- **INSTRUCTIONS FOR THE TASK**: Leaving out the pictures, return each line of the entries from the first through the line with "Query: snow-covered evergreen tree", and only those lines.

******

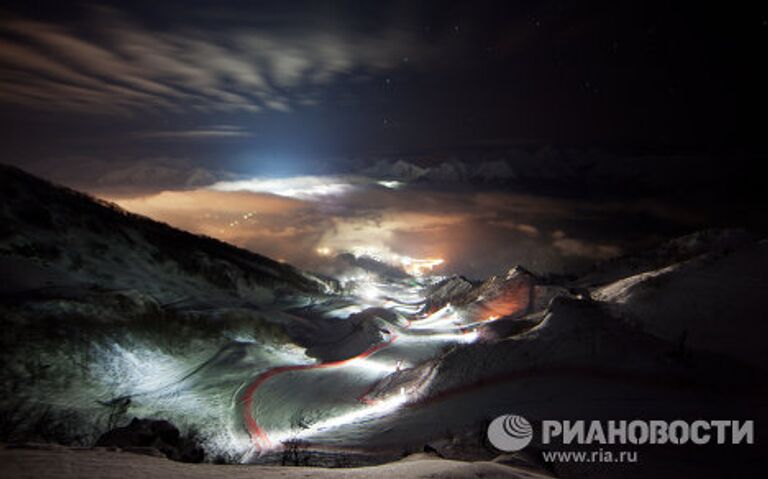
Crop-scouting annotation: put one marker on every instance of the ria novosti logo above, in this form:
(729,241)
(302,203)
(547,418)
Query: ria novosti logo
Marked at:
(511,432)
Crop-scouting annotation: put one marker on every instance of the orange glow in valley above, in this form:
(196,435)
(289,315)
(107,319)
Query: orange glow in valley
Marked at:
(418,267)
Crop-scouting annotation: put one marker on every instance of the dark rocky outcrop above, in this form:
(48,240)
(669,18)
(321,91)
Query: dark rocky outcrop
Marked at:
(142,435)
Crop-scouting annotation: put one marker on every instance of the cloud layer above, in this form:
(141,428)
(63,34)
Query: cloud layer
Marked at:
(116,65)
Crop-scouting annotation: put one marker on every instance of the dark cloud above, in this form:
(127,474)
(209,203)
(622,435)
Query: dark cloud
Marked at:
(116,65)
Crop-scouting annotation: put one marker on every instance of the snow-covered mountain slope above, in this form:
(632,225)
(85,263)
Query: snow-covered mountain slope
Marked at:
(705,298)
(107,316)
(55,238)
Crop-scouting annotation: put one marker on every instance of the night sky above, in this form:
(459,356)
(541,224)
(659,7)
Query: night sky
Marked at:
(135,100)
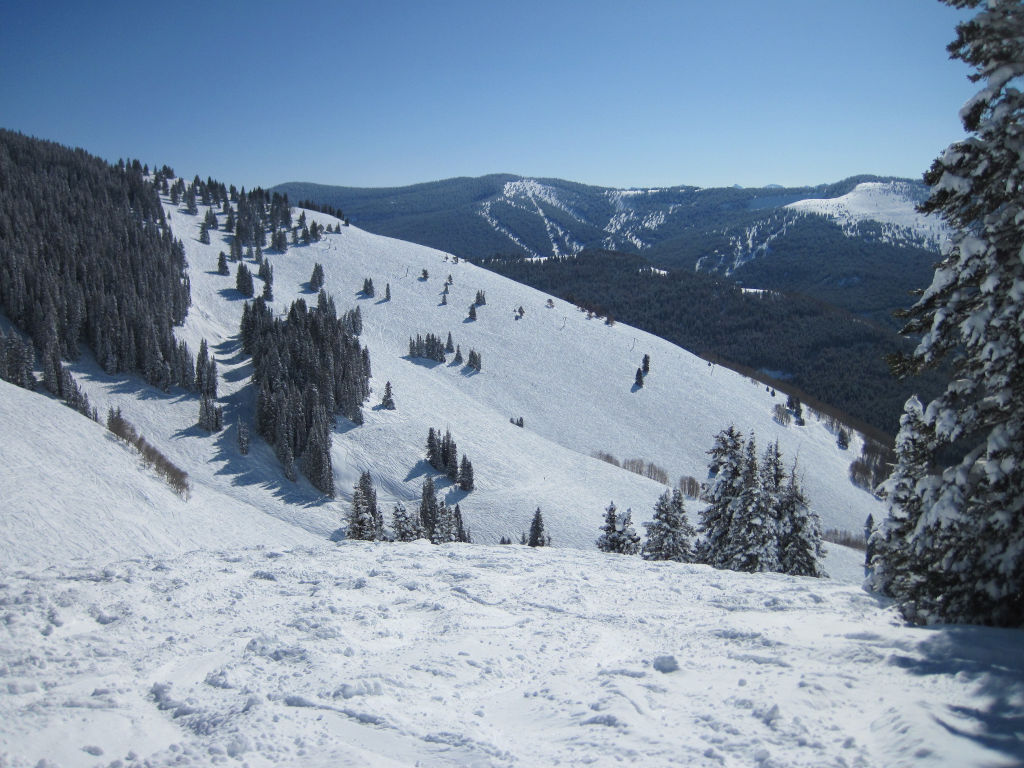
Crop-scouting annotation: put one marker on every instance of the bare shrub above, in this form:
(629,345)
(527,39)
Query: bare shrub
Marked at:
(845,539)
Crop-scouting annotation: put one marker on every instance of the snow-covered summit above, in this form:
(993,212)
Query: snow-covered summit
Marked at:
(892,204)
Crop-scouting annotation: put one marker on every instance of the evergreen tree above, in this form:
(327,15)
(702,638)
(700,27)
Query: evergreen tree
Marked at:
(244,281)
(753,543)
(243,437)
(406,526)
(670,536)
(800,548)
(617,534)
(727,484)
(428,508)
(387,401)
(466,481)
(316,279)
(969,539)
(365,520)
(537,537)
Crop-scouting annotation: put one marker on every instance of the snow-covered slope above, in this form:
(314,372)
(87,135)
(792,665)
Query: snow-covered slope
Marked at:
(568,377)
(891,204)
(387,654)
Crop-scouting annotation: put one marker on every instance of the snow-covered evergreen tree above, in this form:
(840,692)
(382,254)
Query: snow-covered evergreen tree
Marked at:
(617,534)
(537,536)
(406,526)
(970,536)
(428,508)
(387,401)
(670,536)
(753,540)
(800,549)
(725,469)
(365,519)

******

- **OUTPUT OF THE TASK**:
Crop-scouting annotation: put one marker on every instance of the ria novosti logo above, in this form:
(729,241)
(302,203)
(547,418)
Query: ria novosti logo
Marked at:
(511,432)
Crop-scouting annotation: put one marker on every instance of the orange glow in valley above, in this form:
(196,435)
(289,315)
(107,319)
Query: orange glow in valley
Marked at:
(418,267)
Crop-scouting annotation: put one marker on every instance of the dark rocky outcrop above, in this form:
(48,240)
(669,18)
(321,91)
Query: dark rocky outcrop
Marked at:
(142,435)
Crop-scouting annotation: put one marker on every instance of the cloud layer above, in this form:
(141,428)
(63,34)
Query: cloud layer
Marked at:
(116,65)
Crop-scouting annotation: put one marker on every instance of the dark cloud above, in this form:
(127,474)
(209,203)
(622,435)
Query: dark cloud
Marked at:
(116,65)
Crop-scouting annotation: put one marker on every instance of the snow-covered mountain slope above, in this form:
(632,225)
(85,263)
Query: snow-covered mountain slope
Marked at:
(705,298)
(107,316)
(55,238)
Crop-scouting annotation: put one marker on every instance of the night sky above, in this form:
(459,356)
(541,224)
(659,7)
Query: night sky
Marked at:
(135,100)
Crop-scouting annotation: put one marker on every instance of the bare shrub above, in this form:
(629,345)
(527,39)
Query: bare shrub
Marked at:
(845,539)
Crop-scouting annotation: put one marker on every instance of the snow-covered summit above, in this form:
(993,212)
Query: snow-covered summit
Marked at:
(892,204)
Crop-scouting annotation: put one marker on every instance of the evergreen tree above, in this form:
(327,15)
(702,638)
(700,27)
Query: evergreen tree
Marked at:
(244,281)
(753,543)
(243,437)
(406,526)
(670,536)
(800,548)
(617,534)
(727,484)
(428,508)
(387,401)
(466,481)
(316,279)
(969,539)
(365,520)
(537,537)
Crop-scouting annotation: put one marker on every instance of the snow-covered slope above, in this form:
(314,372)
(87,135)
(792,665)
Query: snow-covered slope
Marked at:
(568,377)
(891,204)
(387,654)
Crop-scouting annotation: put one marker on every instance of the snow-covered evergreen tree above, in this form:
(840,692)
(382,254)
Query: snow-covered evergreen tree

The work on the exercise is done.